What is being asked
The expected output is the complete listing, unchanged.
─── Information given ───
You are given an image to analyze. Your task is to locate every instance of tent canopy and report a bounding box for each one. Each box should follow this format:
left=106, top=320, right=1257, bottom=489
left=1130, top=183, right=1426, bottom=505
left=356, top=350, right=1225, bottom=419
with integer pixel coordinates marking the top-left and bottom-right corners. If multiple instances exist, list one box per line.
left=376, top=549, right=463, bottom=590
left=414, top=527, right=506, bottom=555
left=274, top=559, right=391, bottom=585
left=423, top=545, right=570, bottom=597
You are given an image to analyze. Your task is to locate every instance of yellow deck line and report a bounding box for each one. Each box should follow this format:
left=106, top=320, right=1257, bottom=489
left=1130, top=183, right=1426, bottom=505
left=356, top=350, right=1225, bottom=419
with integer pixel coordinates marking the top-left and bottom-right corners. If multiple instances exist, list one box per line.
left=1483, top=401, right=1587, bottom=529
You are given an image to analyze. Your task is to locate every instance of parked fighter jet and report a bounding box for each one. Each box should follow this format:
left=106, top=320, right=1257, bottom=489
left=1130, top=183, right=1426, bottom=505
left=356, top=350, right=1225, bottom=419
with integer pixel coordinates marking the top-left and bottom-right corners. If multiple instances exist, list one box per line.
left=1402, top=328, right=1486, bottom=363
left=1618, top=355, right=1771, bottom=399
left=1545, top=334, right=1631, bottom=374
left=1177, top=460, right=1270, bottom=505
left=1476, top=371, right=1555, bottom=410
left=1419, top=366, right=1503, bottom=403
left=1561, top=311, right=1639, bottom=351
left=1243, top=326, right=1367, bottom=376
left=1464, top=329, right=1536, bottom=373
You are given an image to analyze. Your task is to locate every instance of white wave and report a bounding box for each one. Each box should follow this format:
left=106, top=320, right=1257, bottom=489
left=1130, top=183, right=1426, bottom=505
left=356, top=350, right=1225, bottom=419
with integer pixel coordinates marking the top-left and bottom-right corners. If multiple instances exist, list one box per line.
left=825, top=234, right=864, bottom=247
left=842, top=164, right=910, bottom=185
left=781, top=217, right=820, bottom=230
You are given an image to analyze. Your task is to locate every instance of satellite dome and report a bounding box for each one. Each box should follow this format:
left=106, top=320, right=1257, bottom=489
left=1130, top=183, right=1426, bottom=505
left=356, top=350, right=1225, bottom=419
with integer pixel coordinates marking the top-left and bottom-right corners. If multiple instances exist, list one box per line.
───
Result for this exercise
You are given an image to analyze. Your task is to locate every instance of tent canopy and report a bounding box for each one. Each box should follow this format:
left=106, top=320, right=1257, bottom=489
left=1130, top=183, right=1426, bottom=505
left=356, top=350, right=1225, bottom=419
with integer pixel coordinates marking the top-left and bottom-right corners. If multiple instances exist, list one box per line.
left=376, top=549, right=463, bottom=590
left=414, top=527, right=506, bottom=555
left=274, top=559, right=391, bottom=585
left=423, top=545, right=570, bottom=597
You are given an image to analyze. Your task is to locate every instance of yellow deck line and report a bounding box for each one. Each box should follow this format:
left=106, top=320, right=1257, bottom=489
left=1130, top=183, right=1426, bottom=505
left=356, top=350, right=1225, bottom=419
with integer pixel coordinates marking the top-left and bottom-right corners. If multiple instances exist, list one box per line.
left=1483, top=401, right=1587, bottom=529
You are given an image to analyze. Your task is to locate every instance of parked fighter jet and report a bounding box for each one. Each box should follow this format:
left=106, top=320, right=1257, bottom=489
left=1130, top=183, right=1426, bottom=505
left=356, top=350, right=1225, bottom=419
with integer pixel coordinates marking the top-left and bottom-right corners. If multiple instances exist, list one box per line.
left=1402, top=328, right=1486, bottom=363
left=1618, top=355, right=1771, bottom=399
left=1545, top=334, right=1631, bottom=374
left=1177, top=460, right=1270, bottom=505
left=1476, top=371, right=1555, bottom=410
left=1419, top=366, right=1503, bottom=403
left=1561, top=311, right=1639, bottom=351
left=1243, top=326, right=1367, bottom=376
left=1464, top=329, right=1536, bottom=373
You are given an image to analyze. Your task is to locate every instance of white wave and report a bounding box for each one. Each box should follow this format:
left=106, top=320, right=1257, bottom=489
left=1130, top=183, right=1426, bottom=505
left=356, top=350, right=1225, bottom=419
with integer pixel coordinates marking the top-left and bottom-right corners. If multiple instances exist, list one box per line.
left=825, top=234, right=864, bottom=247
left=842, top=164, right=910, bottom=185
left=781, top=217, right=820, bottom=230
You are given an image to analyze. Your task is to locate every instance of satellite dome and report a bounding box for each one. Each box should follow this format:
left=106, top=320, right=1257, bottom=489
left=1130, top=183, right=1426, bottom=505
left=356, top=350, right=1225, bottom=419
with integer pixel coordinates marking the top-left and bottom-right corners. If multiple instances exist, list one box per line.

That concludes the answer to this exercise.